# TASKS TO PERFORM:
1. From the text on file system calls, print everything from "In this section" down to "mists of time).".
2. Answer these questions using the text on file system calls.
(a) What mode does the example creat call give to the file abc?
(b) Unless the caller is the superuser, what happens to calls to mknod?
(c) How many parameters does lseek take?
3. Go on with the text on file system calls from the point where it stops.

----- PAGE

In this section we will look at calls that operate on individual
files;
in the next one we will examine those that involve directories or the
file system as a whole.
To create a new file, the creat
call is used.
fd = creat(name, mode)
(why the call is creat
and not create
has been
lost in the mists of time).
Its parameters provide the name of the file and the protection
mode.
For example:
fd = creat("abc", 0751);
creates a file called abc
with mode 0751
octal
(in the C programming language, a leading zero means that a constant is
in octal).
The low-order 9 bits of 0751
specify the rwx
bits for the owner
(7 means read-write-execute permission),
the group (5 means read-execute),
and others (1 means execute only).
creat
not only creates a new file,
but also opens it for writing,
regardless of the file’s mode.
The file descriptor returned, fd
,
can be used to write the file.
If a creat
is done on an existing file,
that file is truncated to length 0,
provided, of course, that the permissions are all right.
The creat
call is obsolete, as open
can now
create new files.
Special files are created using mknod
rather than
creat
.
A typical call is:
fd = mknod("/dev/ttyc2", 020744, 0x0402)
which creates a file named /dev/ttyc2
(the usual name for
console 2),
and gives it mode 020744
octal
(a character special file with protection bits
rwx r-- r--
).
The third parameter contains the major device (4) in the high-order
byte,
and the minor device (2) in the low-order byte.
The major device could have been anything,
but a file named /dev/ttyc2
ought to be minor device
2.
Calls to mknod
fail unless the caller is the superuser.
To read or write an existing file,
the file must first be opened using open
.
fd = open(file, how, ...)
This call specifies the file name to be opened,
either as an absolute path name or relative to the working
directory,
and a code of O_RDONLY
, O_WRONLY
, or
O_RDWR
,
meaning open for reading, writing, or both.
The file descriptor returned can then be used for reading or
writing.
Afterward, the file can be closed by close
,
which makes the file descriptor available for reuse on a subsequent
creat
or open
.
s = close(fd)
The most heavily used calls are undoubtedly read
and
write
.
We saw read
earlier;
n = read(fd, buffer, nbytes)
write
has the same parameters:
n = write(fd, buffer, nbytes)
the first one specifying the file descriptor,
the second one specifying the buffer, and
the third one specifying the number of bytes to
read.
Although most programs read
and write
files
sequentially,
for some applications programs need to be able to access any part of a
file at random.
Associated with each file is a pointer that indicates the current
position in the file.
When reading (writing) sequentially,
it normally points to the next byte to be read (written).
The lseek
call changes the value of the position
pointer,
so that subsequent calls to read or write can begin anywhere in the
file,
or even beyond the end.
pos = lseek(fd, offset, whence)
lseek
has three parameters:
the first is the file descriptor for the file,
the second is a file position, and
the third tells whether the file position is:
relative to the beginning of the file,
the current position, or
the end of the file.

----------
----- RECORD LIST

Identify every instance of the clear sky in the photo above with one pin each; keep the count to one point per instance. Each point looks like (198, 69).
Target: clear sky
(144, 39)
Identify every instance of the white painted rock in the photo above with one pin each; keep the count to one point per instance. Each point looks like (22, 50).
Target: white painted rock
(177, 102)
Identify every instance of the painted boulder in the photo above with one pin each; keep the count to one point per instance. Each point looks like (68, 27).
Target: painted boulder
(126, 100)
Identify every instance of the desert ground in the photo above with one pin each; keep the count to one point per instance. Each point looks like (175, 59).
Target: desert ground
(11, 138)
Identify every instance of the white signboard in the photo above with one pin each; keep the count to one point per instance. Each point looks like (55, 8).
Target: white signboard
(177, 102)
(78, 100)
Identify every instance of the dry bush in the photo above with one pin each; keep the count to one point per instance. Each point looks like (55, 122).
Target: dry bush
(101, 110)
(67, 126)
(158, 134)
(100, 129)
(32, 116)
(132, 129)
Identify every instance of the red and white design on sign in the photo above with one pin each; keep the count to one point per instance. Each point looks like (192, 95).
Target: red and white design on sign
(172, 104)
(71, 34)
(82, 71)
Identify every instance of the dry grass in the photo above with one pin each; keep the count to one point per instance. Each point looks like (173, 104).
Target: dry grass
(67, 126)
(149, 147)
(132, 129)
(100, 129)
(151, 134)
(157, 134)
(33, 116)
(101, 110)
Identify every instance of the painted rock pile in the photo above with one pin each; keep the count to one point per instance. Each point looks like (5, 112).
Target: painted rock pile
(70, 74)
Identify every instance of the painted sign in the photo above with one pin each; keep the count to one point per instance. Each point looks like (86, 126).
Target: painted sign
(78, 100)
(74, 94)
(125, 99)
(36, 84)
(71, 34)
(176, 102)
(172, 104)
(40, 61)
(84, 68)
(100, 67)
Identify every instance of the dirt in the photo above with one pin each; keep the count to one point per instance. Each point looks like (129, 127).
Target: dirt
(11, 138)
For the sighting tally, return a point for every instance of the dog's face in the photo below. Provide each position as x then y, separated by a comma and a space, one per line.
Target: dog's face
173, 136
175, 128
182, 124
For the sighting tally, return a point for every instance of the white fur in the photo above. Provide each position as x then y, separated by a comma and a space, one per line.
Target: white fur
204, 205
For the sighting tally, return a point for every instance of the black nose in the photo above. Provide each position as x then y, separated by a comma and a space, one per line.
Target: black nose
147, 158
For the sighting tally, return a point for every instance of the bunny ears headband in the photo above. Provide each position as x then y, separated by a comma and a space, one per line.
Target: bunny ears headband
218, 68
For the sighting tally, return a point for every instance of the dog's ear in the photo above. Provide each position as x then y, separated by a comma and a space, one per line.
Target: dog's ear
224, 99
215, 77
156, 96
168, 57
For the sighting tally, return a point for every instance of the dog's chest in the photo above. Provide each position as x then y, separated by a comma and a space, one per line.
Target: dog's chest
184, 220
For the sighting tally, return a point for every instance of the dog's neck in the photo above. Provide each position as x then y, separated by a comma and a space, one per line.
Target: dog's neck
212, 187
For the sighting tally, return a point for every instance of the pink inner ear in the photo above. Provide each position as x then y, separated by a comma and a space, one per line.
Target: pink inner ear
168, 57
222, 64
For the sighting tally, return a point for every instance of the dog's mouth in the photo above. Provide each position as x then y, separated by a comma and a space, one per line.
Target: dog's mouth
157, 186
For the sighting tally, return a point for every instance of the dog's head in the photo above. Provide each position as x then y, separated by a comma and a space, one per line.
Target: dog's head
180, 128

----------
----- RECORD LIST

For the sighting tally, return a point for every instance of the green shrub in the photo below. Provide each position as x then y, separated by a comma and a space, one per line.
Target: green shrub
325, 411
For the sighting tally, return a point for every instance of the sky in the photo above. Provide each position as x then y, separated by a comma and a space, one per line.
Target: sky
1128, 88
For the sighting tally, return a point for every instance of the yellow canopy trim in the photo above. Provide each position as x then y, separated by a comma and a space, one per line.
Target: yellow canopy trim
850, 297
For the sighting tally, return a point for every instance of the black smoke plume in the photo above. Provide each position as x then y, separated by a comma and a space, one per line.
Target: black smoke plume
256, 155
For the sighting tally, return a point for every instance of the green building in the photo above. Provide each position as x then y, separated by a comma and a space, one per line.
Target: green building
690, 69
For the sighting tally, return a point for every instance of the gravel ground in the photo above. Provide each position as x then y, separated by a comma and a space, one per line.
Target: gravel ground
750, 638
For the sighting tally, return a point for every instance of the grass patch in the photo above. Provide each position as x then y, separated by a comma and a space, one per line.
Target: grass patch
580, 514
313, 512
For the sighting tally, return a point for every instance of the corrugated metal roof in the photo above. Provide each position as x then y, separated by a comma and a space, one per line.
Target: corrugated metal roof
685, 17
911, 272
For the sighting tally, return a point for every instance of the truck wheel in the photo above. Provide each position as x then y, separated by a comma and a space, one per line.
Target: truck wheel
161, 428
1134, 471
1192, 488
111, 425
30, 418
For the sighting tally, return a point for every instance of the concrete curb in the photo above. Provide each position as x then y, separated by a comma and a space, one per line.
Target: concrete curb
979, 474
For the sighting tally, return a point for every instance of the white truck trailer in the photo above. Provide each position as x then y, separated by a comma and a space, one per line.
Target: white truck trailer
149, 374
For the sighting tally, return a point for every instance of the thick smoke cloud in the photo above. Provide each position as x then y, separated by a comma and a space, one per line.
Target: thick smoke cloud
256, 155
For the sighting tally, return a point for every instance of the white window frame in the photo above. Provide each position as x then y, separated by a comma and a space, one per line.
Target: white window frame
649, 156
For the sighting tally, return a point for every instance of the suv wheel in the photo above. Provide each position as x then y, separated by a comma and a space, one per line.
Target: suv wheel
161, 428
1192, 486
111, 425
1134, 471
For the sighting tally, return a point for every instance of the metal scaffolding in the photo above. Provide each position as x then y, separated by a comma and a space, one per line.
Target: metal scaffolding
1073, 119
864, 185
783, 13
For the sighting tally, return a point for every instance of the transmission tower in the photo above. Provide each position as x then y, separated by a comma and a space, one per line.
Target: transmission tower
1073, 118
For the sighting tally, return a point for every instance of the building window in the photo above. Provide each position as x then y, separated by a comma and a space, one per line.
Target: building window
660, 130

----------
----- RECORD LIST

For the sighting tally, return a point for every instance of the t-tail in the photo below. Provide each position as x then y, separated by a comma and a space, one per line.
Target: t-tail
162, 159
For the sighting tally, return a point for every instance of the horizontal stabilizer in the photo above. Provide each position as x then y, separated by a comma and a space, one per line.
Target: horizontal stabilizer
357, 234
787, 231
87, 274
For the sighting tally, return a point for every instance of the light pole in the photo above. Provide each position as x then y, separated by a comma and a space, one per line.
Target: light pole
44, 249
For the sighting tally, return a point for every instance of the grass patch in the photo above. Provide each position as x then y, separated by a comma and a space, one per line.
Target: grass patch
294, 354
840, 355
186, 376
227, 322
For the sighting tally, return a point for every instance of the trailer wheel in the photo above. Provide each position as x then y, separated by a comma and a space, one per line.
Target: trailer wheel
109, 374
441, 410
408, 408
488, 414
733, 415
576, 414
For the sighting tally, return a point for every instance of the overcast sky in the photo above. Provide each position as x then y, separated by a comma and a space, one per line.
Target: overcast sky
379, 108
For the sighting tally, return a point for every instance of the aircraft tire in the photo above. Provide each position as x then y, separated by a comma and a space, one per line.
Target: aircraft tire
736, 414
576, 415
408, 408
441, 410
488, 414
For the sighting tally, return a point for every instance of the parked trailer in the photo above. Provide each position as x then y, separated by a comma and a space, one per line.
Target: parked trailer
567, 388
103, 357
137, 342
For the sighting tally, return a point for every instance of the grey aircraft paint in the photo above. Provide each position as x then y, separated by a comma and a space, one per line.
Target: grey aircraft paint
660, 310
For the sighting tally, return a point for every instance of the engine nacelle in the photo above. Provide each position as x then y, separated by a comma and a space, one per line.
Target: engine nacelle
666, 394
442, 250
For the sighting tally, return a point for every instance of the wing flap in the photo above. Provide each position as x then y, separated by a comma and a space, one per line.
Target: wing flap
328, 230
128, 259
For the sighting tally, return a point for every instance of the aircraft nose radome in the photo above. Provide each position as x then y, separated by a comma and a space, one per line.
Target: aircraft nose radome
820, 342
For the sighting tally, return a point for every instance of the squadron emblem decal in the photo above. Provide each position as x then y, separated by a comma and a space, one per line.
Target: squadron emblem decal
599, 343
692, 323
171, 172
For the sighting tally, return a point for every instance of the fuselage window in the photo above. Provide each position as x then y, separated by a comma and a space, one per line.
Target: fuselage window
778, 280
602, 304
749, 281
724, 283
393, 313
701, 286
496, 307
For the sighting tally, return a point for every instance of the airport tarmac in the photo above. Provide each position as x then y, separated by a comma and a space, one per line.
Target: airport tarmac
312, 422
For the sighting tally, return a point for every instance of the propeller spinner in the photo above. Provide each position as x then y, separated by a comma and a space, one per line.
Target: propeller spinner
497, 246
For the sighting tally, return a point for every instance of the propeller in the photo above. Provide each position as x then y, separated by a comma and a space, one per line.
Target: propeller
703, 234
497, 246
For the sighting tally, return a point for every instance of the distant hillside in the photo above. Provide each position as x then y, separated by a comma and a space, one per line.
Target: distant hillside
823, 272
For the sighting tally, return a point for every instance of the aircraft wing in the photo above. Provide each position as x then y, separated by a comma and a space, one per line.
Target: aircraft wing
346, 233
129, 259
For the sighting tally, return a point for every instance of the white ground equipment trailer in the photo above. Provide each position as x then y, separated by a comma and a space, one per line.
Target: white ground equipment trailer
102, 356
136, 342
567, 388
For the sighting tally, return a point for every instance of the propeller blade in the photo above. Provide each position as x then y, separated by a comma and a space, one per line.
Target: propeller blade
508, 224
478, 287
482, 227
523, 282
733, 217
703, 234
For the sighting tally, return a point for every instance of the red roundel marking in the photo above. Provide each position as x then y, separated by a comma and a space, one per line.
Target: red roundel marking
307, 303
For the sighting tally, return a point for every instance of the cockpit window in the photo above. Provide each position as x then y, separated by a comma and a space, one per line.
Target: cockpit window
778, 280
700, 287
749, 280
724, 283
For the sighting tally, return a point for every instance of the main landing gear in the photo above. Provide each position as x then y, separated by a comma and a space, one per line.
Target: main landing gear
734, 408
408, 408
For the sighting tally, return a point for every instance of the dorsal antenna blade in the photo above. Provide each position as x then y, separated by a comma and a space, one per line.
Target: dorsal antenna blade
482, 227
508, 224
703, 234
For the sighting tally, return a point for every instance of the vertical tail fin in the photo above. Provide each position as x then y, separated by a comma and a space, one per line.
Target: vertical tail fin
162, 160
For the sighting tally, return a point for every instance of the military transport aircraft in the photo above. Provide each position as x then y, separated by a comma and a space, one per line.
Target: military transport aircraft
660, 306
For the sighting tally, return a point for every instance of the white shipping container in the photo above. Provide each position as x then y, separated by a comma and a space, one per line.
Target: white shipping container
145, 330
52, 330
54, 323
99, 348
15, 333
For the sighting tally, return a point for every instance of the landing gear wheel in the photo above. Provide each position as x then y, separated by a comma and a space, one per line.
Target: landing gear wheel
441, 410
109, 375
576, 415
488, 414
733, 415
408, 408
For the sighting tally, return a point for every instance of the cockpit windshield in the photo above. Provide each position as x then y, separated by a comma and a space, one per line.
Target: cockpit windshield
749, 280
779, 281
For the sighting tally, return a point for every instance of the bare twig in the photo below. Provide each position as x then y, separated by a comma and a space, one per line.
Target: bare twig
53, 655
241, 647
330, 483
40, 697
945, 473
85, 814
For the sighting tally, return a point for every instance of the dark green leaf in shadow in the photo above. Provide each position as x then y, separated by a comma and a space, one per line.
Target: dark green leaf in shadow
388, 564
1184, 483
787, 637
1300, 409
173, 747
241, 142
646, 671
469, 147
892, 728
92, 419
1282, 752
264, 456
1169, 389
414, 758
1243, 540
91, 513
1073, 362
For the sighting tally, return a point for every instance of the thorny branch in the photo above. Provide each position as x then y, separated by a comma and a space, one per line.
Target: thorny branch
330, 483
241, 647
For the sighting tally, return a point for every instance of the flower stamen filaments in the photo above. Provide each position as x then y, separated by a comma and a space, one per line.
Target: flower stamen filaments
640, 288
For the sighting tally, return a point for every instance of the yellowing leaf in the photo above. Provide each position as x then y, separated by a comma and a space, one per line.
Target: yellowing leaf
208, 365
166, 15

----------

# ANSWERS TO EACH TASK:
1.
In this section we will look at calls that operate on individual
files;
in the next one we will examine those that involve directories or the
file system as a whole.
To create a new file, the creat
call is used.
fd = creat(name, mode)
(why the call is creat
and not create
has been
lost in the mists of time).

2.
(a) The file abc gets mode 0751 octal.
(b) They fail.
(c) It takes three parameters.

3.
The value returned by lseek
is the absolute position in
the file,
after changing the pointer.
For each file, MINIX3 keeps track of the file mode
(regular file, special file, directory, and so on),
size, time of last modification, and other information.
Programs can ask to see this information via the stat
and
fstat
system calls.
These differ only in that the former specifies the file by
name,
s = stat(name, &buf)
whereas the latter takes a file descriptor,
s = fstat(fd, &buf)
making it useful for open files,
especially standard input and standard output,
whose names may not be known.
Both calls provide as the second parameter,
a pointer to a structure where the information is to be put.
The structure is shown below:
struct stat {
/* device where i-node belongs */
short st_dev;
/* i-node number */
unsigned short st_ino;
/* mode word */
unsigned short st_mode;
/* number of links */
short st_nlink;
/* user id */
short st_uid;
/* group id */
short st_gid;
/* major/minor device for special files */
short st_rdev;
/* file size */
long st_size;
/* time of last access */
long st_atime;
/* time of last modification */
long st_mtime;
/* time of last change to i-node */
long st_ctime;
};
Demonstrate stat
at shell terminal.
When manipulating file descriptors,
the dup
call is occasionally helpful.
fd = dup(fd)
Implicit behavior:
Assigns the lowest existing file descriptor!
For example, a program that needs to close standard output (file
descriptor 1),
substitute another file as standard output,
call a function that writes some output onto standard output,
and then restore the original situation.
Just closing file descriptor 1 and then opening a new file,
will make the new file standard output
(assuming standard input, file descriptor 0, is in use),
but it will be impossible to restore the original situation later.
The solution is first to execute the statement:
fd = dup(1);
which uses the dup
system call to allocate a new file
descriptor, fd
,
and arrange for it to correspond to the same file as standard
output.
Then standard output can be closed,
and a new file opened and used.
When it is time to restore the original situation,
file descriptor 1
can be closed, and then:
n = dup(fd);
executed to assign the lowest file descriptor,
namely, 1
, to the same file as fd
.
Finally, fd
can be closed and we are back where we
started.
The dup
call has a variant,
where an arbitrary unassigned file descriptor refers to a given open
file.
It is called by:
dup2(fd, fd2);
where fd
refers to an open file,
and fd2
is the unassigned file descriptor that is to be
made to refer to the same file as fd
.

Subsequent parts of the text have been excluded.